(Source records)
------
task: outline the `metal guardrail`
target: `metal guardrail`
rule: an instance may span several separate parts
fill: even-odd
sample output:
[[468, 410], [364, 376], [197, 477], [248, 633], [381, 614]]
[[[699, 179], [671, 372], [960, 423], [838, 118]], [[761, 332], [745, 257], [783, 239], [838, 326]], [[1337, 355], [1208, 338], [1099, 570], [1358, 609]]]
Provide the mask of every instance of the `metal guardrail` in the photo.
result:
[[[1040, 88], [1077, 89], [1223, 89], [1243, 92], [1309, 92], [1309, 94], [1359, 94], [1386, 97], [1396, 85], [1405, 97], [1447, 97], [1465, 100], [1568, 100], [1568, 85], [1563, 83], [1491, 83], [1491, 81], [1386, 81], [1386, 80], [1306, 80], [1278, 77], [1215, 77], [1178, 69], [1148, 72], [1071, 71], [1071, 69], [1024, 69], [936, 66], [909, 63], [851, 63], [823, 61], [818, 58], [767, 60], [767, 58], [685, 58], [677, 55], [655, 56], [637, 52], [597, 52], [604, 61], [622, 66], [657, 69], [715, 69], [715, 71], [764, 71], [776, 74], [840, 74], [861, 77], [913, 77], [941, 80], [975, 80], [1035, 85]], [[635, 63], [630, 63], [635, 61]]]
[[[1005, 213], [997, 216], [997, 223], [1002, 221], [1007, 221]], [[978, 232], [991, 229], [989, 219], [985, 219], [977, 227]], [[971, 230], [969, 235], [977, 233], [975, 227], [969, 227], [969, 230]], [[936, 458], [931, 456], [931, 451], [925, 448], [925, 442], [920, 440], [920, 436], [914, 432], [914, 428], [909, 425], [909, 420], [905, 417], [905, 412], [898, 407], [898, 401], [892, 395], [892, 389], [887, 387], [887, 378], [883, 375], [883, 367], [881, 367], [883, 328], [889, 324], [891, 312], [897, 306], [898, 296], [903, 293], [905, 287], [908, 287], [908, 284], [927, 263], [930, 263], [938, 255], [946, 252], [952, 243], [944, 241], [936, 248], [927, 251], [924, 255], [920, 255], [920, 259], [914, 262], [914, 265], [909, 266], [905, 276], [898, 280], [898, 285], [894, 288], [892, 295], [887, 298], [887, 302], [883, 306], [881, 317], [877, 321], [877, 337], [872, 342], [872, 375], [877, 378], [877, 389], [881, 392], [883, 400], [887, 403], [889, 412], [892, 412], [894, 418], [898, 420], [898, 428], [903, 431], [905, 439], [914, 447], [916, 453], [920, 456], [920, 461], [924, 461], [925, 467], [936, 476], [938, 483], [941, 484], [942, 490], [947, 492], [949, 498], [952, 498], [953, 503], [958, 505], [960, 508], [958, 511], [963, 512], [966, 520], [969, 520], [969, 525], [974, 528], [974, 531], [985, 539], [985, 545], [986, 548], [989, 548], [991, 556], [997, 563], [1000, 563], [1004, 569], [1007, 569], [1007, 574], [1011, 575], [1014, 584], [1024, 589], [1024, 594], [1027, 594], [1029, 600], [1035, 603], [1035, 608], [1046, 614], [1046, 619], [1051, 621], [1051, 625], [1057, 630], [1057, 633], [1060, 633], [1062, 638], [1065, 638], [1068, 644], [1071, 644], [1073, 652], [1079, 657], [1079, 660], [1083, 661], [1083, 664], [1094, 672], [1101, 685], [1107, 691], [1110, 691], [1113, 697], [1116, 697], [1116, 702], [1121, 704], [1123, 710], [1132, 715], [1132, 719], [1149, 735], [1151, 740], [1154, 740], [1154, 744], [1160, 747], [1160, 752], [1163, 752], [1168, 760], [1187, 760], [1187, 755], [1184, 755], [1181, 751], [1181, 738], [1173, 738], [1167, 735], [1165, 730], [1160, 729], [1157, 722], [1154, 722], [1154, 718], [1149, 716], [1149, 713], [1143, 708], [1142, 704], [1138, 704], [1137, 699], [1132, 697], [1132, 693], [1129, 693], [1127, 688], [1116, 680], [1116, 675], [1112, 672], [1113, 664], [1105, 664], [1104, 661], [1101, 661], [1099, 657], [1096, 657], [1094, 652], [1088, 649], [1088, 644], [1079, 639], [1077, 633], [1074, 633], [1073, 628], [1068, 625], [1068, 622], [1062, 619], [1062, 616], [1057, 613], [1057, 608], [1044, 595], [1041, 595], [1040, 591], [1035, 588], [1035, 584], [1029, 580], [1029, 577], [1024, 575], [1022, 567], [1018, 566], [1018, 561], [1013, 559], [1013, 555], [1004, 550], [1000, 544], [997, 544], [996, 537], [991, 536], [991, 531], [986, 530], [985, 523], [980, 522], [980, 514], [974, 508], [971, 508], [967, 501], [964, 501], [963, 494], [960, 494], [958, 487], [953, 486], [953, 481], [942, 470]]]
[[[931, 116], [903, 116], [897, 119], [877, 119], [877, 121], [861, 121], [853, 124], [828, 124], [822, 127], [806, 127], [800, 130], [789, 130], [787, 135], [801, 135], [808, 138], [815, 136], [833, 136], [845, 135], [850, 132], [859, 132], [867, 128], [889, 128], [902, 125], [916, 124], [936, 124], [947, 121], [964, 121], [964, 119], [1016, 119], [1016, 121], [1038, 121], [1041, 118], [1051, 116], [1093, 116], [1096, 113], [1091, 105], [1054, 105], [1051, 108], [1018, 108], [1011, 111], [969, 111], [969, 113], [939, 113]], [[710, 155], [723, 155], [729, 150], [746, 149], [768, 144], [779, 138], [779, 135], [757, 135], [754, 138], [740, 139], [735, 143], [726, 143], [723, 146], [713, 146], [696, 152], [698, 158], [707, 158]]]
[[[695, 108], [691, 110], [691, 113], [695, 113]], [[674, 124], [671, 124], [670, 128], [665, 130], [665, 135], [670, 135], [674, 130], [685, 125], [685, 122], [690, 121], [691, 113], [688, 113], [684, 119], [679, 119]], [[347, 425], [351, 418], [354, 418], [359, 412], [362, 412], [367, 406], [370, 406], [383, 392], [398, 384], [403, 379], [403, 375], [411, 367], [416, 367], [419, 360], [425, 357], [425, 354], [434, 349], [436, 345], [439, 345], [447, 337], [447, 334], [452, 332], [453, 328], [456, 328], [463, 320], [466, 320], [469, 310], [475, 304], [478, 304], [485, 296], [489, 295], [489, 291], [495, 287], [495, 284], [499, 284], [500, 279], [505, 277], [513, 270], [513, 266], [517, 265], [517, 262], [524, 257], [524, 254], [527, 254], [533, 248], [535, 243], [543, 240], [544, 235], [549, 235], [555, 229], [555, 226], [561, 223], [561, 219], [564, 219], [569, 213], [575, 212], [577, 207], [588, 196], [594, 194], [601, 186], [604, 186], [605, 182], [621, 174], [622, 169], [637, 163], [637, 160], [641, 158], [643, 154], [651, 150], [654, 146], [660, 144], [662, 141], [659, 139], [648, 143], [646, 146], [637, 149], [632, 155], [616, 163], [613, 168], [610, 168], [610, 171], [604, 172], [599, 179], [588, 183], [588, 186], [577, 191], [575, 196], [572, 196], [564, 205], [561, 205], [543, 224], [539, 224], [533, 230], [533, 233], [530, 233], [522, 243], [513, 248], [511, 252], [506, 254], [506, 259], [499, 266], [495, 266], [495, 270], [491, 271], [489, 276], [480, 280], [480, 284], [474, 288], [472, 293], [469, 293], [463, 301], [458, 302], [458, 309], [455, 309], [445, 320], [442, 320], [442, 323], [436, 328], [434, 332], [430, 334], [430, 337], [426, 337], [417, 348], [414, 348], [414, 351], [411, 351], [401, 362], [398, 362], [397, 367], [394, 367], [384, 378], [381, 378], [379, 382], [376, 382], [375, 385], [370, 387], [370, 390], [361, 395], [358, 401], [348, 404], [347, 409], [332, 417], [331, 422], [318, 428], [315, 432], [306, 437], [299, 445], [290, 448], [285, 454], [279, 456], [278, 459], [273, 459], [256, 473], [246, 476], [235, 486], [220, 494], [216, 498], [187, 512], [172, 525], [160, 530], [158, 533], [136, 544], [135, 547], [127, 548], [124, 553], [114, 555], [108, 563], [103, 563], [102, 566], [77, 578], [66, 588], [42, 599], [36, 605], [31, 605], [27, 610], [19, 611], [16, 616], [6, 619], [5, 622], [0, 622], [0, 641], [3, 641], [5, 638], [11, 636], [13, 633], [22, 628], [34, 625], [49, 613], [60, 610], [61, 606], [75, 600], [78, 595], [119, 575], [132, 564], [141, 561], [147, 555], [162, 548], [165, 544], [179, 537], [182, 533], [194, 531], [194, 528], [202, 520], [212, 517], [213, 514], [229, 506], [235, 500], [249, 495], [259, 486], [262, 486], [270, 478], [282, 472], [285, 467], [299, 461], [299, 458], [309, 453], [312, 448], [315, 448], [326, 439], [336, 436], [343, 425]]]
------
_Problem:_ Which lines of the material contain the string "guardrail", matching case exactly? Report each such line in full.

_Response for this exercise:_
task: outline the `metal guardrail`
target: `metal guardrail`
Provide the mask of every instance of the `metal guardrail` in the photo.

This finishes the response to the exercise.